[start of Dataset records]
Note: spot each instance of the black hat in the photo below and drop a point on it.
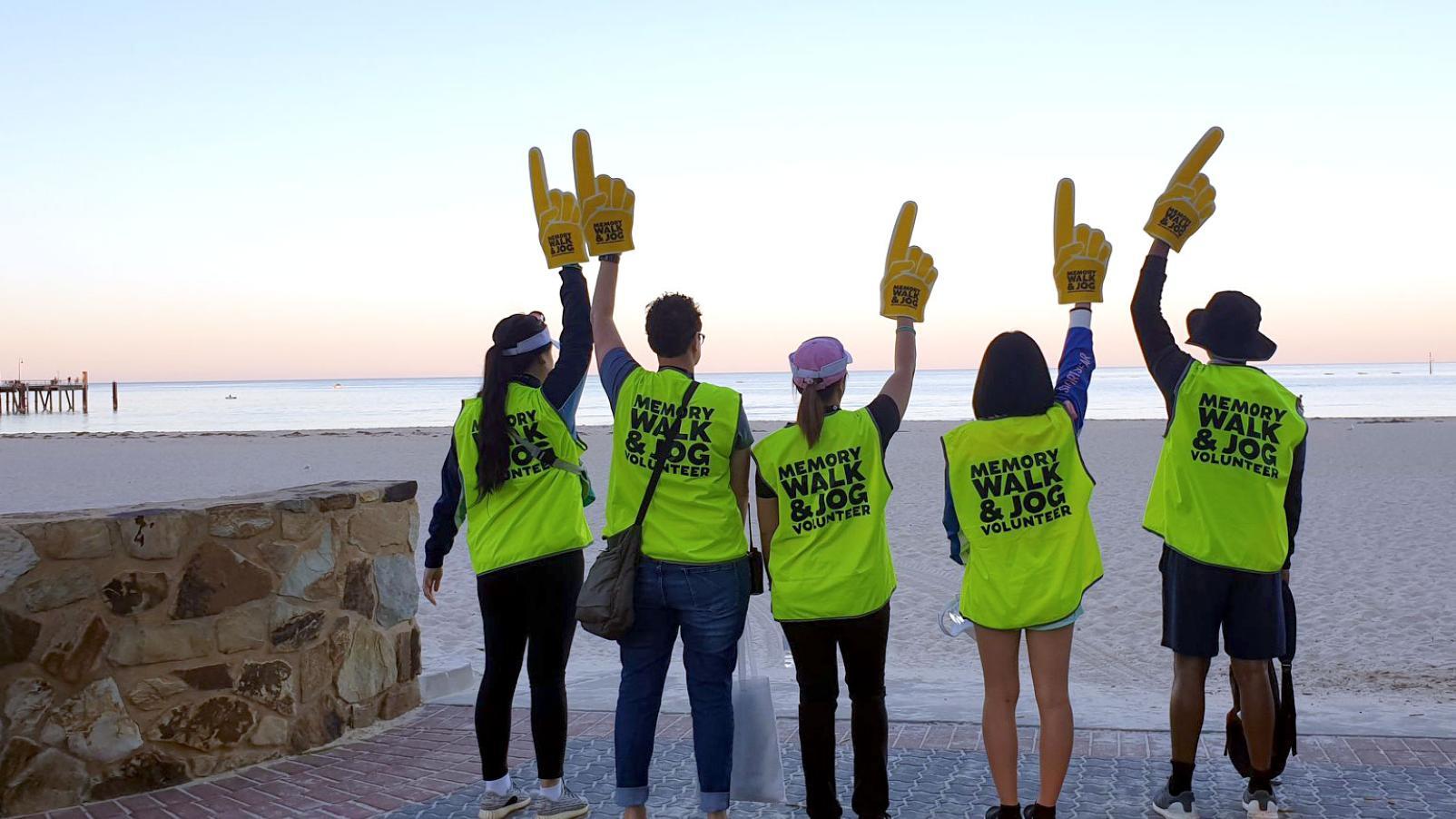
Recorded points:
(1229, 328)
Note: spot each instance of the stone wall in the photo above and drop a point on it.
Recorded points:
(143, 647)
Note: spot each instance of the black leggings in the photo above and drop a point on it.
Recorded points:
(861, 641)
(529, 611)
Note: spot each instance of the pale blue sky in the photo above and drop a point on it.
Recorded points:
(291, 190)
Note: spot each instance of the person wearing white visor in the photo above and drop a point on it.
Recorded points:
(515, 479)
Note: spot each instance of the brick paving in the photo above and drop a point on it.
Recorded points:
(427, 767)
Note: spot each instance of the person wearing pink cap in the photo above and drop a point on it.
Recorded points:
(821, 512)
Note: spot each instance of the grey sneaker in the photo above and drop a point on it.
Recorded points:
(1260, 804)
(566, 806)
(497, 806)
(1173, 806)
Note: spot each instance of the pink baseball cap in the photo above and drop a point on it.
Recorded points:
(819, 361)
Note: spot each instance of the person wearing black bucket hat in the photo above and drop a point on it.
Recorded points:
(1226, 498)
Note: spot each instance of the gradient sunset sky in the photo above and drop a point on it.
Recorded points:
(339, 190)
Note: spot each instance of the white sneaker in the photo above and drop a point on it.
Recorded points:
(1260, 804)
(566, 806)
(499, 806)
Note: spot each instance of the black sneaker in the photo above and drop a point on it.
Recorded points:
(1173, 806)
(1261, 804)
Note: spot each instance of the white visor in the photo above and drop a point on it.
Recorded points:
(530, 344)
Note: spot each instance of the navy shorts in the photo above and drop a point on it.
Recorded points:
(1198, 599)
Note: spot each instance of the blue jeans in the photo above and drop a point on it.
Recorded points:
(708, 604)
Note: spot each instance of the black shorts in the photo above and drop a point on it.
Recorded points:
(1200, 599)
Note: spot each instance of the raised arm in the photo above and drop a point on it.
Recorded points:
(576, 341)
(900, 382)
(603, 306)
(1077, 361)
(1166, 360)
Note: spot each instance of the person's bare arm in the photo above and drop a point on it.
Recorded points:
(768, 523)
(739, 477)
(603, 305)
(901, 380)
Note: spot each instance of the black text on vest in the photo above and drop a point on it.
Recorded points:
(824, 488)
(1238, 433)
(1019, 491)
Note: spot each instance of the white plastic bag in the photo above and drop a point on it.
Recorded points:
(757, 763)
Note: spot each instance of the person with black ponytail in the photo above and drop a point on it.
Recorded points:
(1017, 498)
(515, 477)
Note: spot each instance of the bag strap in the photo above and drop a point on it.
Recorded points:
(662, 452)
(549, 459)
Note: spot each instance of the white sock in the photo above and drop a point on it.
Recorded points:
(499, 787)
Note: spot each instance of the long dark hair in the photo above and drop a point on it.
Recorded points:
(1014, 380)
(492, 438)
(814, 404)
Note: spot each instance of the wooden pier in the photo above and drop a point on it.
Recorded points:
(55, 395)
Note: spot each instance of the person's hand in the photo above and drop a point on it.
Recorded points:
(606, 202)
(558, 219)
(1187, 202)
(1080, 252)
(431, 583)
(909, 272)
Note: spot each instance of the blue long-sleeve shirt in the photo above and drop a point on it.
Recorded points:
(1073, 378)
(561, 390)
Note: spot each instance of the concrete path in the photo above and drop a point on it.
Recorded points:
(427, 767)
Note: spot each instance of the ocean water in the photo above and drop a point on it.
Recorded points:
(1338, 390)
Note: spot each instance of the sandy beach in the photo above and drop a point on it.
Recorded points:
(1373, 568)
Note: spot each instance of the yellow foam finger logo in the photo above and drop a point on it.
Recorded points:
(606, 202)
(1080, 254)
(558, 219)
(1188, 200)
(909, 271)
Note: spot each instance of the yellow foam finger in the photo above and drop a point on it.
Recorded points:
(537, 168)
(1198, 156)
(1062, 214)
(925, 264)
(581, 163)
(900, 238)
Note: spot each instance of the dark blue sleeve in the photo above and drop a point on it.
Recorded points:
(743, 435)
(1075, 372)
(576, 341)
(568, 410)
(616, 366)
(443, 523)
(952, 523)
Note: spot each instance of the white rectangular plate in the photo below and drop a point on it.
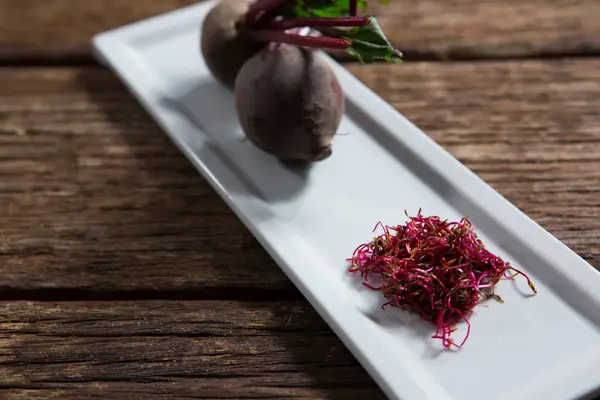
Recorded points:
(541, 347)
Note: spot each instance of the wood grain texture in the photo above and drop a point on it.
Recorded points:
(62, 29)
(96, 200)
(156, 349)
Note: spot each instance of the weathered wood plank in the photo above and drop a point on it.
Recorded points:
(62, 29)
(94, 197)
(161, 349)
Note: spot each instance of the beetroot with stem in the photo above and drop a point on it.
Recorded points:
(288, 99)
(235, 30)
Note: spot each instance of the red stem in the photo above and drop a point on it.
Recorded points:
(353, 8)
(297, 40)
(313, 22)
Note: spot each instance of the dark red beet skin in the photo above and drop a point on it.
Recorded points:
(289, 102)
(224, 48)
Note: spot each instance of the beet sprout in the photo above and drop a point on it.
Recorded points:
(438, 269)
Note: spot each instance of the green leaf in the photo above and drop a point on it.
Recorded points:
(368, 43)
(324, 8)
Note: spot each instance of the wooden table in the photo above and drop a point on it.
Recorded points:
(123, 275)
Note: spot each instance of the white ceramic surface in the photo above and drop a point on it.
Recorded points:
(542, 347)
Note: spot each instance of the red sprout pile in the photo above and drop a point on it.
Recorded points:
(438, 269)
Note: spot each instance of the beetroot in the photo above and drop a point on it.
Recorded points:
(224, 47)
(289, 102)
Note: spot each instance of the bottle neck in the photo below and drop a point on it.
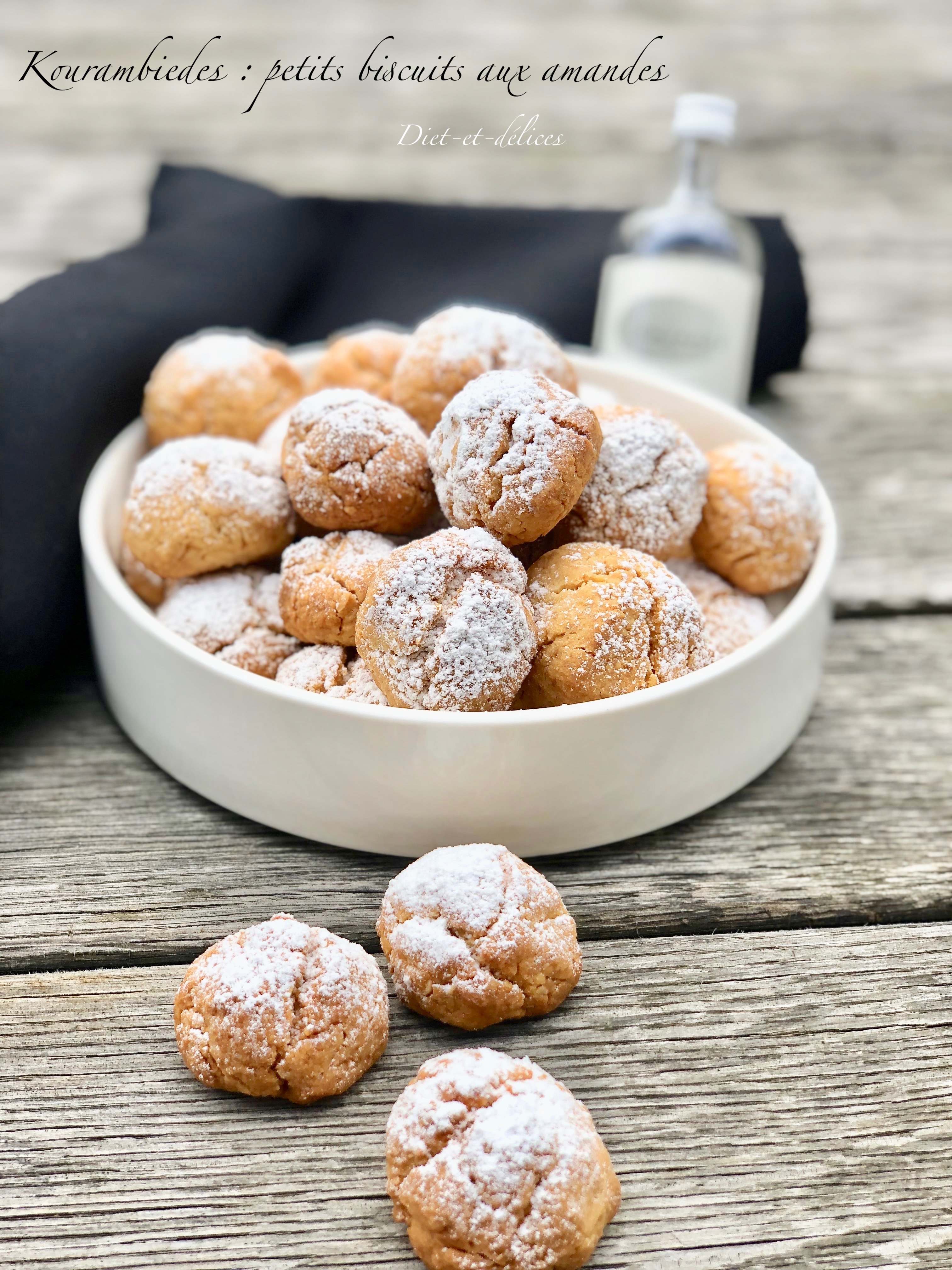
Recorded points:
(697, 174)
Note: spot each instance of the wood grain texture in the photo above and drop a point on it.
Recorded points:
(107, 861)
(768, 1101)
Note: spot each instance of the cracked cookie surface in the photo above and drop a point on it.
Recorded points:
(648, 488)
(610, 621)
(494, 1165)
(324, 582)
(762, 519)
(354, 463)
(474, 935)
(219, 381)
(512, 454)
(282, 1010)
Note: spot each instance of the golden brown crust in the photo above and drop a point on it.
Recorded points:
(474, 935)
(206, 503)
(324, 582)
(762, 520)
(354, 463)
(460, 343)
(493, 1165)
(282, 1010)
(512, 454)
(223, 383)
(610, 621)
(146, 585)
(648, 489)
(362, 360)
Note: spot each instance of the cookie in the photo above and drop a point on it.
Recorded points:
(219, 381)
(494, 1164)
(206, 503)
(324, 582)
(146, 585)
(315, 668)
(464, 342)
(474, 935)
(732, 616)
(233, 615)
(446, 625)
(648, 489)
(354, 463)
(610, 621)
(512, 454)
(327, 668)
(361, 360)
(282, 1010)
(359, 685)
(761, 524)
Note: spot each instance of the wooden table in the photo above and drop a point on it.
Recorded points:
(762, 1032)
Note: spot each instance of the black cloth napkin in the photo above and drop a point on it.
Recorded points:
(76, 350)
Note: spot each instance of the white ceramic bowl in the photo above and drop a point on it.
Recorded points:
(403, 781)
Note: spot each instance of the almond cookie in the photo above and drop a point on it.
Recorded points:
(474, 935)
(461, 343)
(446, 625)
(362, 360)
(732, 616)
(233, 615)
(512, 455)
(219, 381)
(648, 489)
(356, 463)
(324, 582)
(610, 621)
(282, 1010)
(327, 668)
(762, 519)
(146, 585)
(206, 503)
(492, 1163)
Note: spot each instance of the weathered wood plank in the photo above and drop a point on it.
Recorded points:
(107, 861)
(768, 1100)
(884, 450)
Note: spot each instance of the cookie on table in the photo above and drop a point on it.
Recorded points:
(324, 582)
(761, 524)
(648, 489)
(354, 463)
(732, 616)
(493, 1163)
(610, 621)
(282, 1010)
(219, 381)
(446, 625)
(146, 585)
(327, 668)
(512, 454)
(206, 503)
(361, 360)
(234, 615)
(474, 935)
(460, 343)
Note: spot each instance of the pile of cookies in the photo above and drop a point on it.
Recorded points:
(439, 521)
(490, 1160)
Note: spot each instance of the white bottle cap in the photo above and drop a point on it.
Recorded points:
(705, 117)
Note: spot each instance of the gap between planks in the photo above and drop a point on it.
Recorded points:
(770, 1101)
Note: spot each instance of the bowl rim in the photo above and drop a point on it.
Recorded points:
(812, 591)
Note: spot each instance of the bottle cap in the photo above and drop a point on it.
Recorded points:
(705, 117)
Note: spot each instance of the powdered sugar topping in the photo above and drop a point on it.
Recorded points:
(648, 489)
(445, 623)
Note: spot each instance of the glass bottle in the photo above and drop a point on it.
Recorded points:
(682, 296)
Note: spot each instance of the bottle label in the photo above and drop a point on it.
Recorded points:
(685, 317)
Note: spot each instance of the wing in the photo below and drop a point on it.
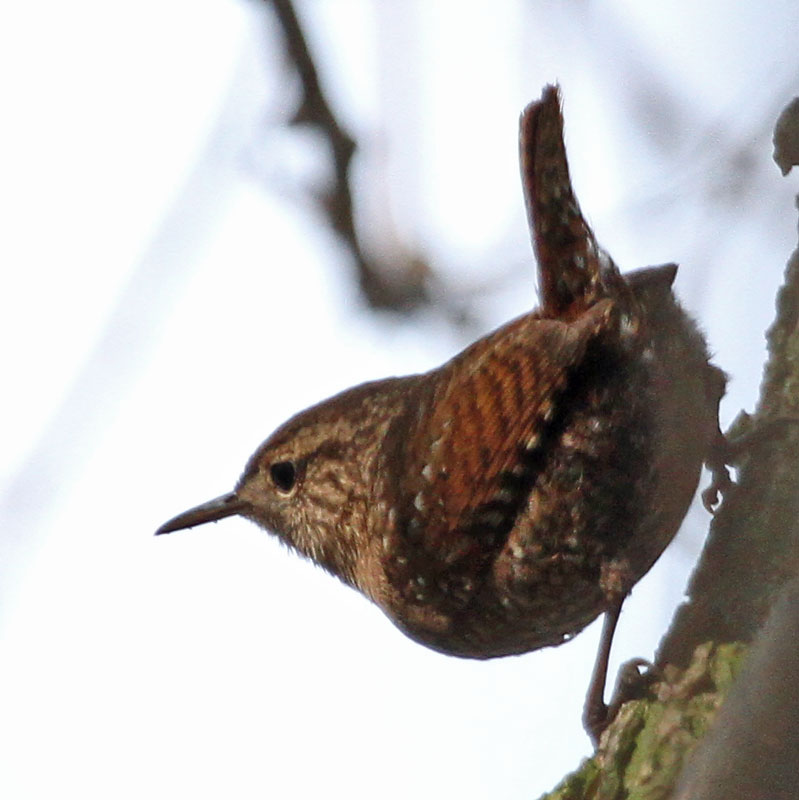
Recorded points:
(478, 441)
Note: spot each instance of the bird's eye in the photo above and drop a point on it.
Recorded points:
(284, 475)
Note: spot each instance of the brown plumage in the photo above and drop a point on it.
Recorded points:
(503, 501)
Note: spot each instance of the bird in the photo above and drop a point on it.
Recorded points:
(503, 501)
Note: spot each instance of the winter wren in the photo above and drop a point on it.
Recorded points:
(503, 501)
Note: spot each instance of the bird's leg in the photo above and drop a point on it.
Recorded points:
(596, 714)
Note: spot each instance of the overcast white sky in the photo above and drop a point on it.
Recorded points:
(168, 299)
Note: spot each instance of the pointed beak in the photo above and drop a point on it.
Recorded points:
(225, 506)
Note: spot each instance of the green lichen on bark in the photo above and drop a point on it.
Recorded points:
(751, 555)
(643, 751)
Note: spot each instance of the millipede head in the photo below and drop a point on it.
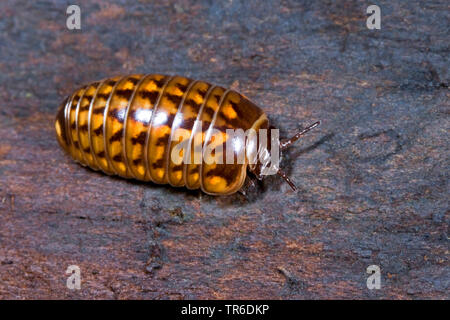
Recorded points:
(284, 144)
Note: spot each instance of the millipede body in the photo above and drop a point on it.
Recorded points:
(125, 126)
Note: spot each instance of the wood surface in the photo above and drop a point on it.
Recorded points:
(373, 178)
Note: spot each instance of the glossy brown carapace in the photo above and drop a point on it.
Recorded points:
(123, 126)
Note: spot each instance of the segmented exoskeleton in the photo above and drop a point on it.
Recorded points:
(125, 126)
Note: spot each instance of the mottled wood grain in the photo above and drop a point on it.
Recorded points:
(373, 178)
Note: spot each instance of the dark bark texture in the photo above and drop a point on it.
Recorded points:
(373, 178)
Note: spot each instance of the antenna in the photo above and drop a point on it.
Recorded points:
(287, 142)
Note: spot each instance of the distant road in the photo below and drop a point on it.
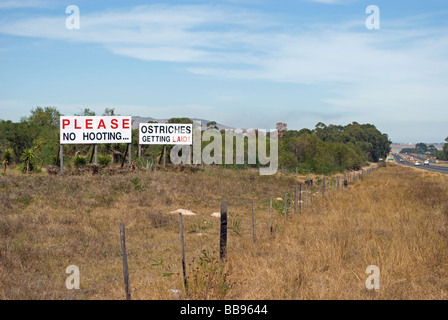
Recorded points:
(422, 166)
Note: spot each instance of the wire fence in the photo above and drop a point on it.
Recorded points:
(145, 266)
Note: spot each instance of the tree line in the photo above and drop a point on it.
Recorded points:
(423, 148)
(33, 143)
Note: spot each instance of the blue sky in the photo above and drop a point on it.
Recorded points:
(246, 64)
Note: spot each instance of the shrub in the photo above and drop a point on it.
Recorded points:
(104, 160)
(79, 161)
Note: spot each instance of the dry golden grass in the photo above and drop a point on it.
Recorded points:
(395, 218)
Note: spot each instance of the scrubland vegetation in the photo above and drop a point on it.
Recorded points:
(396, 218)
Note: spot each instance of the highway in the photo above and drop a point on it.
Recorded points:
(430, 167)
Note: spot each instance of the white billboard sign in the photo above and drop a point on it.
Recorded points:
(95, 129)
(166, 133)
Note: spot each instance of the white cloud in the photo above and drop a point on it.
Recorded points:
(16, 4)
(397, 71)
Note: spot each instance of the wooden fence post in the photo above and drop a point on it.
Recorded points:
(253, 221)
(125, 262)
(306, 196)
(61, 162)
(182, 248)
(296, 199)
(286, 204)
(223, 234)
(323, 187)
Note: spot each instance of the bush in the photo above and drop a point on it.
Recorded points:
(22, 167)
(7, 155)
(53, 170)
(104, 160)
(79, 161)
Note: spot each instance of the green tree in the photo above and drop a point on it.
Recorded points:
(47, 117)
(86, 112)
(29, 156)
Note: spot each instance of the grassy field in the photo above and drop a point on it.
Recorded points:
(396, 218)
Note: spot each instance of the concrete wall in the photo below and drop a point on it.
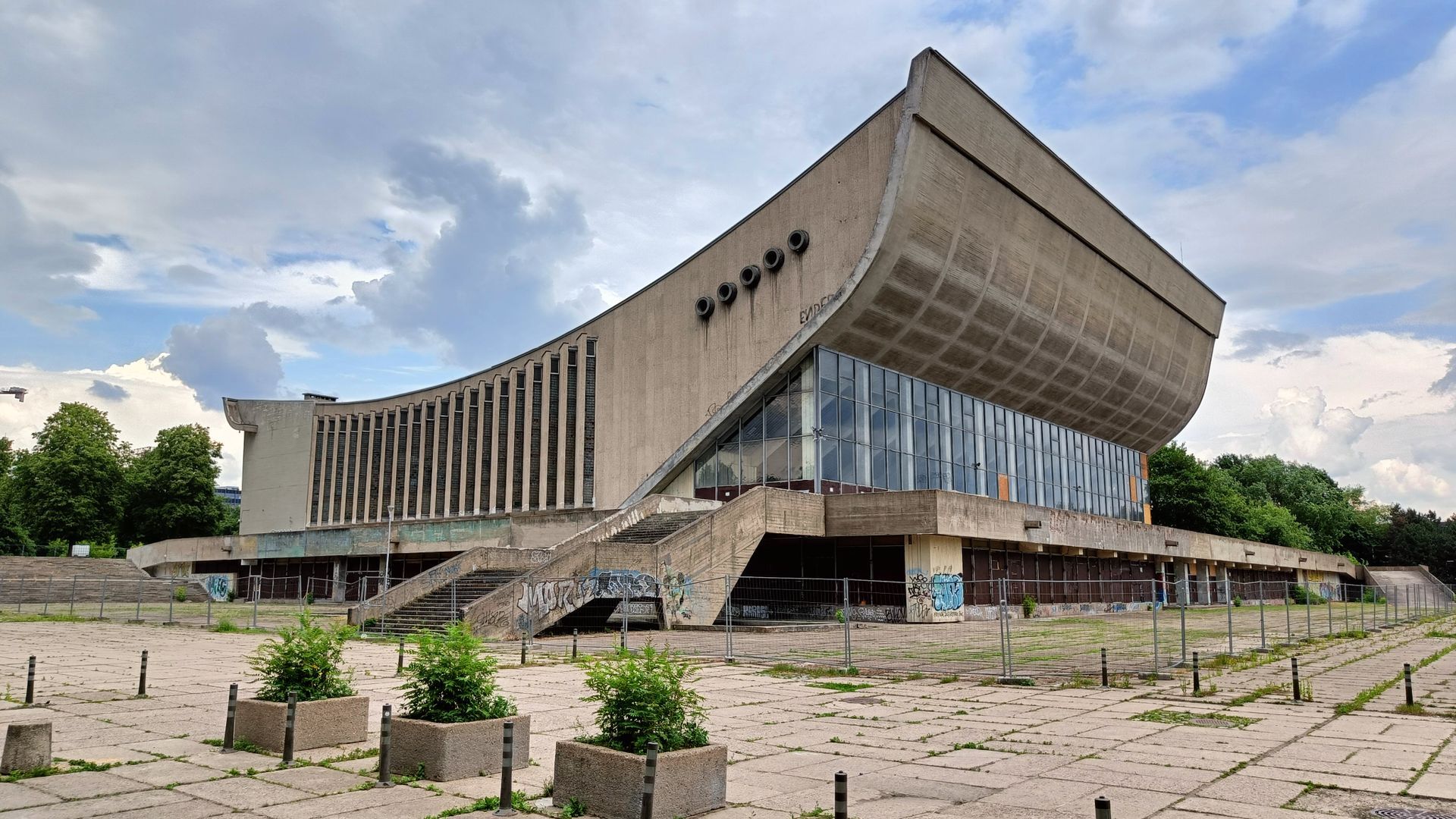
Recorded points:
[end of Dataset records]
Work to be completed: Reproduce every line of the material, starting at the line containing "Note: spot each instance of the highway" and ending at the last line of the material, with each point coordinate offset by adding 11 to it. Leave the pictures out.

Written response:
Note: spot each instance of the highway in the photo above and drop a point on it.
Recorded points:
(441, 178)
Note: spot each instance of the white billboard sign in the photo above and drop a point on it.
Recorded points:
(106, 140)
(177, 144)
Note: spot each instance of the white cloud in the photo above and drop a point on it.
Recorded points:
(27, 15)
(408, 82)
Note: spot each instance of the wooden fence post in the photo above and drop a point on it.
Recorded points:
(264, 232)
(136, 273)
(317, 207)
(72, 173)
(193, 259)
(307, 210)
(297, 215)
(234, 245)
(334, 198)
Note: spot each instance of the bush in the photo above and drop a point on it.
Recorded points:
(33, 178)
(18, 166)
(64, 181)
(115, 171)
(90, 172)
Note: spot each instance of the green tree in the photo above and drop a point on it.
Recorded points:
(58, 128)
(97, 123)
(40, 167)
Note: spot each instance of the grassy field in the photo above and drop a point on it.
Recorded points:
(407, 229)
Note: spot each instance of the concrete wall in the photo below and drop a point on it.
Recorded points:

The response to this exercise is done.